--- START OF TEXT BLOCK ---
At Monday’s policy committee meeting i will respond to a question on eco schools. I would like to take the chance to talk more widely about the work our schools are doing to help meet the challenge of climate change.
There are 49 eco-schools in the borough, of which 28 have achieved the bronze award and 15 the silver award.
But as well as this there is a lot of work going on in our schools after a climate emergency was declared by the Council last year.
There are 2 main branches of the work on this-in classrooms and out of classrooms. In classrooms, last November Brighter Futures for Children held their first ever climate emergency summit at Alfred Sutton School that was well attended by Schools across Reading. The aim of this is for every school in Reading to have at least one lead teacher for climate change. Once qualified, the teachers will be collectively tasked with helping pupils learn about the causes, extent and solutions to the climate issues facing the world today.
In December last year Reading Council also hosted a climate summit for students based on its UN equivalent. Here students debated how each country can cooperate to reduce carbon emissions, and proposed everyday actions that can make a difference in their own schools and wider school communities across the Reading area. On top of this I know that many schools have their own eco reps and have won individual prizes for their schools for green initiatives and raising awareness of climate issues, and many are also using the Clean Air Schools resources in classrooms that have been provided by Friends of the Earth. . All of these things help arm our young people with the knowledge and importance of the climate emergency going forward.
--- END OF TEXT BLOCK ---
**AIM 1**
From the eco schools statement, list each count it gives for the borough's eco-schools and what that count refers to.
**AIM 2**
Please return the stretch of the listing from the line that contains "sheet covering body?" through the line that contains "181,64 -> 236,112", both included.
--- START OF TASK INPUT ---
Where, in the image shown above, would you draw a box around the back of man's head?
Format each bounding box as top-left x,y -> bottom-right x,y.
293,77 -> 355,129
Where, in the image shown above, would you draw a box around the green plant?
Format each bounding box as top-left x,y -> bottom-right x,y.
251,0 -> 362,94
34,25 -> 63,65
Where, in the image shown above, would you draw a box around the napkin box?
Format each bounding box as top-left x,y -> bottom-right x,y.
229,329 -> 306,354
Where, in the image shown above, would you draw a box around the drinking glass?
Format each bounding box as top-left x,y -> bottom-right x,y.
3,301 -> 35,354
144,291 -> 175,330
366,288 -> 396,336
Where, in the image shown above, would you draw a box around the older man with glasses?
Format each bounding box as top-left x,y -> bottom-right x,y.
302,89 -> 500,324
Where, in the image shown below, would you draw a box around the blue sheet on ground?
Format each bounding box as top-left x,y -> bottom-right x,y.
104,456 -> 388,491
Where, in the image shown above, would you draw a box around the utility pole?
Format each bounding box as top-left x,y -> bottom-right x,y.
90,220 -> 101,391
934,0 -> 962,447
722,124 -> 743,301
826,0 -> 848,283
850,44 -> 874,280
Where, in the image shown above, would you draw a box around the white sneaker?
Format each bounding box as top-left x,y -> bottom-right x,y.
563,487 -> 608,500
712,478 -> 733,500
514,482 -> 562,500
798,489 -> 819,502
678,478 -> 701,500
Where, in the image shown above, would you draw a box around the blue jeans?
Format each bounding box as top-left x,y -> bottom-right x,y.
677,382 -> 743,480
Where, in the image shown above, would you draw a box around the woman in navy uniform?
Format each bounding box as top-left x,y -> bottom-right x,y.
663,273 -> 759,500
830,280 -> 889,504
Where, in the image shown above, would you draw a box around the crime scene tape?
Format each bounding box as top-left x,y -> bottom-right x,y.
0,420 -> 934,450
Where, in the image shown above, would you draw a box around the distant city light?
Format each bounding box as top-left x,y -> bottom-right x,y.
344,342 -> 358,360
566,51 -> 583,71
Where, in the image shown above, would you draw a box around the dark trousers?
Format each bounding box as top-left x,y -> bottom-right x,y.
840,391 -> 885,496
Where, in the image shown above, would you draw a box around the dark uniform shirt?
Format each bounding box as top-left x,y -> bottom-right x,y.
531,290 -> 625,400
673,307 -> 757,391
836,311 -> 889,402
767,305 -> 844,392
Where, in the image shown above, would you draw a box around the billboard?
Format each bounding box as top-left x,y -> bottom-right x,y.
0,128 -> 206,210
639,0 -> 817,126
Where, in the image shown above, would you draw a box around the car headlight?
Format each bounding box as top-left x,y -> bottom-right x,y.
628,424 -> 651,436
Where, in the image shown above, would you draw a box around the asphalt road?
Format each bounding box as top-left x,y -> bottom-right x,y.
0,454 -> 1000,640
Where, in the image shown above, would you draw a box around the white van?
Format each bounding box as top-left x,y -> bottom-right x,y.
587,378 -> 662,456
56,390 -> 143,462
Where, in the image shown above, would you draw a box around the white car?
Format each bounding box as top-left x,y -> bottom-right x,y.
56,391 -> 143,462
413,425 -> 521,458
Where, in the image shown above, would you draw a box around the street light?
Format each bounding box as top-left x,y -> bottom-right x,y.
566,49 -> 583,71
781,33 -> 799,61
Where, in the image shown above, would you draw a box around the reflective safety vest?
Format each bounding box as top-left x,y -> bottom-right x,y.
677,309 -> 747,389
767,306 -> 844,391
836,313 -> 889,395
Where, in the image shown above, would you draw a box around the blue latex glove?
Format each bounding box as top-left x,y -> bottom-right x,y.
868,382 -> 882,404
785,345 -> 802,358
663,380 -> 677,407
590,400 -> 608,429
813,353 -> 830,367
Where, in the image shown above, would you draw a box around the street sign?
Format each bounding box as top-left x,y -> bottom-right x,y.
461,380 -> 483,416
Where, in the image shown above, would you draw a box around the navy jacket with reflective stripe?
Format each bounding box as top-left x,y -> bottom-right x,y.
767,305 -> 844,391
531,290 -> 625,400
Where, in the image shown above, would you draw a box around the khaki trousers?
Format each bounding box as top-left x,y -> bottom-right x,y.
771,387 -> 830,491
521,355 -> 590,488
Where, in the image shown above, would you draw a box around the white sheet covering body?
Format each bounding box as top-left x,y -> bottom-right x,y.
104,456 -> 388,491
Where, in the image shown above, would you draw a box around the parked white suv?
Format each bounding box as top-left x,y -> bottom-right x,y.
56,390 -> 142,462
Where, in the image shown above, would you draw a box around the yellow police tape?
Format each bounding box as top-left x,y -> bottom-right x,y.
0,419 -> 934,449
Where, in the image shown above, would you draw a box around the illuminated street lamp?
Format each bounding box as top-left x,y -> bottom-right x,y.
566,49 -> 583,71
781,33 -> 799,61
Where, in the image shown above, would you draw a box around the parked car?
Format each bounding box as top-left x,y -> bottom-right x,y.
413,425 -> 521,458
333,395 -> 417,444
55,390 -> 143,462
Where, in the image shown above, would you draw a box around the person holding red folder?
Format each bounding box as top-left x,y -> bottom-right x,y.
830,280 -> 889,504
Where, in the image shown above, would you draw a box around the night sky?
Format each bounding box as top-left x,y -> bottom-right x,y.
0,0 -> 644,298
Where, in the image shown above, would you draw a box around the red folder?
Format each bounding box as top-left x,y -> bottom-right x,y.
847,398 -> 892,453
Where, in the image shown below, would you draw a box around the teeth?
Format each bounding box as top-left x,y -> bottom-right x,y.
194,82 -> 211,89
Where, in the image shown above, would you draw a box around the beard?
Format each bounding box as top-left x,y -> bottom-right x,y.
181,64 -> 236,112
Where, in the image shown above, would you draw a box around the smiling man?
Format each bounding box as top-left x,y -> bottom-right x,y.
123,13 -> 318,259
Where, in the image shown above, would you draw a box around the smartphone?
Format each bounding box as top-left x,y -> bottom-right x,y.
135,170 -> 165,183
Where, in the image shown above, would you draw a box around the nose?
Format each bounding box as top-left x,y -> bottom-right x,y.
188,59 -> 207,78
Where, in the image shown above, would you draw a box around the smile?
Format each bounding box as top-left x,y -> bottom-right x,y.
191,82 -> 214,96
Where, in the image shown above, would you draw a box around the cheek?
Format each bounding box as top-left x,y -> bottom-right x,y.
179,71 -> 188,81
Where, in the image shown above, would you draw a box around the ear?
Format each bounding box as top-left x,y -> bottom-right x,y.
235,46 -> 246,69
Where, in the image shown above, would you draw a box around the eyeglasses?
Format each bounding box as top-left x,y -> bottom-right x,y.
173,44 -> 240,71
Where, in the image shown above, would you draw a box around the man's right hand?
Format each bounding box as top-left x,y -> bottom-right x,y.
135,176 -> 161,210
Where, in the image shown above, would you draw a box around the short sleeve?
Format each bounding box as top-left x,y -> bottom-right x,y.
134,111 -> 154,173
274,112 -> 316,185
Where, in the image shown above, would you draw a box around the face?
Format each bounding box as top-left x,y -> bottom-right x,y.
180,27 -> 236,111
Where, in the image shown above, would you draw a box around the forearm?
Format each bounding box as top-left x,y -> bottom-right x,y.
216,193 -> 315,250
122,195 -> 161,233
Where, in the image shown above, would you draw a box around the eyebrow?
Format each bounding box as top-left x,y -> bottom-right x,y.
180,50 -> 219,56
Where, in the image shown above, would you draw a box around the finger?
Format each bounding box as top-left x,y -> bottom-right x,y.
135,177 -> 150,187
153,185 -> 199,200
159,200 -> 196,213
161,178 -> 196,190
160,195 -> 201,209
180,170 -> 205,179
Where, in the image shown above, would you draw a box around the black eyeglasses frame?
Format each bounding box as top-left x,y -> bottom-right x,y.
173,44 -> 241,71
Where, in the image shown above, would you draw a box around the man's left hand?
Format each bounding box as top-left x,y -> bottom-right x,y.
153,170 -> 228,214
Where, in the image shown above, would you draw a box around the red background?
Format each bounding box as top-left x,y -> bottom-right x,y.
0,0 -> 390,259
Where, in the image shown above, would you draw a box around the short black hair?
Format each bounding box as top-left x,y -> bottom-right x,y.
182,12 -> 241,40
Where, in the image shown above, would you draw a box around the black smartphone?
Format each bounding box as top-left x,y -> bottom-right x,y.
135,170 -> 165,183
--- END OF TASK INPUT ---
**EXPECTED OUTPUT 1**
- 49: eco-schools in the borough
- 28: eco-schools that have achieved the bronze award
- 15: eco-schools that have achieved the silver award

**EXPECTED OUTPUT 2**
Where, in the image shown above, would you draw a box around the white sheet covering body?
Format each bounding box as top-left x,y -> bottom-right x,y.
104,456 -> 388,491
Where, in the image shown above, would you draw a box around the parked white suv?
Format each bounding box as top-left x,y -> bottom-right x,y.
56,390 -> 142,462
Where, in the image shown above, would you draw a box around the yellow police tape?
Format each bounding box as top-left x,y -> bottom-right x,y.
0,419 -> 934,449
Where, in the image shown above, would you draw a box around the illuminated street lamp?
Format each bounding box as top-left x,y -> bottom-right x,y.
566,49 -> 583,71
781,33 -> 799,61
Where, in the image shown above, would you draw a box around the parked car?
Format each bounding box as top-left x,y -> bottom-right x,y.
413,425 -> 521,458
333,395 -> 417,444
55,390 -> 143,462
Where, in the image shown above, would you draw a box around the person holding red folder?
Format each bounding box as top-left x,y -> bottom-right x,y.
830,280 -> 889,504
Where, in the image shown above, would you draw a box around the night sky?
Format each bounding box as top-left x,y -> bottom-right x,y.
0,0 -> 644,298
Where, in the image shown above, would you draw a box around the red folder?
Format each bounding box as top-left x,y -> bottom-right x,y.
847,398 -> 892,453
Where, in the image shown below, would you draw a box around the teeth?
Format each bounding box as top-left x,y -> bottom-right x,y.
194,82 -> 211,89
Where, in the image shown above, would you draw a box around the beard?
Format each bounding box as top-left x,y -> bottom-right x,y.
181,64 -> 236,112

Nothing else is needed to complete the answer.